So I would definitely say carbon build-up is true on the FSI (probably so for all direct injection engines for that matter). Is it always the reason for misfire and other issues? I am not sure. But it seems like this is the culprit for my P0302 issue. And since I have tried the other troubleshooting routes, this is the logical next step for me. Some may argue it could be the injectors. But since I need to remove the exact same number of parts in order to replace the injectors, why not clean the valves also while you are at it. The only thing I should have done was to swap coils before replacing all of them with new ones since those are obviously not the root cause. 

Sorry for the long post, but the last thing that I want say is that some people seem to misunderstand why carbon build-up is a problem. VW themselves acknowledged this in their patent. Click the link below if you are interested in learning more. For the impatient, go to the description section and read the "background of the invention" section. 

http://www.google.com/patents?id=fLITAAAAEBAJ&zoom=4&pg=PA14#v=onepage&q&f=false


----------



## jbyronr (Jul 27, 2001)

I cleaned my BPY valves 10,000 miles ago at 90k. Almost no improvement in fuel economy or drivability since. Driving wasn't identical, but the rolling average before valve cleaning was 23.6mpg and the average since has been 23.8mpg. 
As an Audi tech, I've seen FSI valve cleaning fix cold start misfires, but my car didn't have that issue. 

The roof rack I use has a much bigger effect on MPG (~1.5mpg in the more expensive direction) . That of course includes driving with a bike and a kayak for various trips, often enough that it's worth keeping the rack installed 

I had hoped and believed the valve cleaning would do more, but for me, it did not. 
Maybe it is preventing a future cold start issue, but I won't know. 

I do oil changes every 5k miles, and use top-tier gas almost exclusively. My cams were very clean, but the valves were just as dirty as my customers who use crap gas and change the oil only when the car reminds them to every 10k.


----------



## blackvento36 (Mar 17, 2003)

bostonaudi1 said:


> Cleaning the valves is a waste of time. You're better off spending the time trying to wash your cat.
> 
> Why? IMO its a waste for several reasons. 1) unless you can somehow stop the cause of the buildup, you haven't fixed anything, it will be gunked up again a week later. 2) as you observed there is no performance gain. It's a turbocharged motor, air will get rammed through regardless of a bit of gunk on the valves.
> 
> ...


 This is a prime example of talking out of your ass. 

I'm not for snake oil, but when your valve stems are 3x as thick and the seats won't seal anymore it certainly makes a difference. 

It's not a performance mod, it's preventative maintenance


----------



## Krieger (May 5, 2009)

blackvento36 said:


> This is a prime example of talking out of your ass.
> 
> I'm not for snake oil, but when your valve stems are 3x as thick and the seats won't seal anymore it certainly makes a difference.
> 
> It's not a performance mod, it's preventative maintenance


 :beer: 

also, 23 MPG???? holy **** man, i get better than that when i am wooping her ass daily. im sad when i go below 27...

=-=-=

**List of tasks**
1/ In the forum thread on FSI valve carbon buildup, what rolling average fuel economy did jbyronr have before cleaning the valves?
2/ Continue the forum thread on FSI valve carbon buildup with the next reply after its final post.

=-=-=

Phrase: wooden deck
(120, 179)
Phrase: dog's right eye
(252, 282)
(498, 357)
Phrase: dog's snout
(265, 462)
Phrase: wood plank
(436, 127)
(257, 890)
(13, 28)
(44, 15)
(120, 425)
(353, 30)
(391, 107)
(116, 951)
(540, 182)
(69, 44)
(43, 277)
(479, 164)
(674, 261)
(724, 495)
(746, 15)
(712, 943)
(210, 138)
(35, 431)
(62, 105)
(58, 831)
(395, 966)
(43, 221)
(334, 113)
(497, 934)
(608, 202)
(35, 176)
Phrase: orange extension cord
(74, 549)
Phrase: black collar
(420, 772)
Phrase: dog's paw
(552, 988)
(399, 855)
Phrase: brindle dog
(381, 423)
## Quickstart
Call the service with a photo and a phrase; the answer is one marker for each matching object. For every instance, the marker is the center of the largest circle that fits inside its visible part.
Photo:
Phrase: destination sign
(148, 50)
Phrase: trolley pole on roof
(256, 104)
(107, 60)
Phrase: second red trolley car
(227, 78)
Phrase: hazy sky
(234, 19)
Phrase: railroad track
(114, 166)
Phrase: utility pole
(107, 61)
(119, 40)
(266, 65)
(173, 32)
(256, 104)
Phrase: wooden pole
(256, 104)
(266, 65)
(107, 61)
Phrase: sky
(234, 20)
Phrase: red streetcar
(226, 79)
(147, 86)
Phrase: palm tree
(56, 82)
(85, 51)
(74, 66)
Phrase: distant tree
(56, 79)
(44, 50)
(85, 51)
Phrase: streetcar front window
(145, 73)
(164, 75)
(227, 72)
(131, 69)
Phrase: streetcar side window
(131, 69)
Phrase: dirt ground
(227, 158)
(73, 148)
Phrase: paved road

=-=-=

**Responses by task**
1/ 23.6 mpg

2/
----------



## xtravbx (May 21, 2005)

Krieger said:


> :beer:
> 
> also, 23 MPG???? holy **** man, i get better than that when i am wooping her ass daily. im sad when i go below 27...


 
Roof racks that aren't very aero KILL gas mileage. 

Too much for me to consider running one regularly.


----------



## pwzfl (Oct 2, 2007)

Hi,
I had the same problem, CEL went on so I went to my local VW dealer, where I was told that carbon build up causes misfire, and clean up would cost me $850 plus tax! 

Went to my VW mechanic who did cleaning for fraction of that price, yet he said the misfire is not caused by the carbon buildup but by moisture in the engine! He said that he turned off the CEL, yet he believes it'd be back on in a week or so. And he was right. Few days later the CEL was back on!

After I did some research, I found that ethanol which is in gasoline draws moisture from the air. Decided to give a try to non-ethanol gasoline (recreational 90 octanes) 

Few weeks later I noticed my MPG went up from 27 to 30MPG and check engine lights has been turned off ever since. My guess, FSI engines are designed for Europe, where gasoline does not have 10% of ethanol in it. Here, the carbon buildup, moisture in the engine, which causes misfire, will be always an issue for direct injection engines....


----------



## jlang002 (Oct 4, 2010)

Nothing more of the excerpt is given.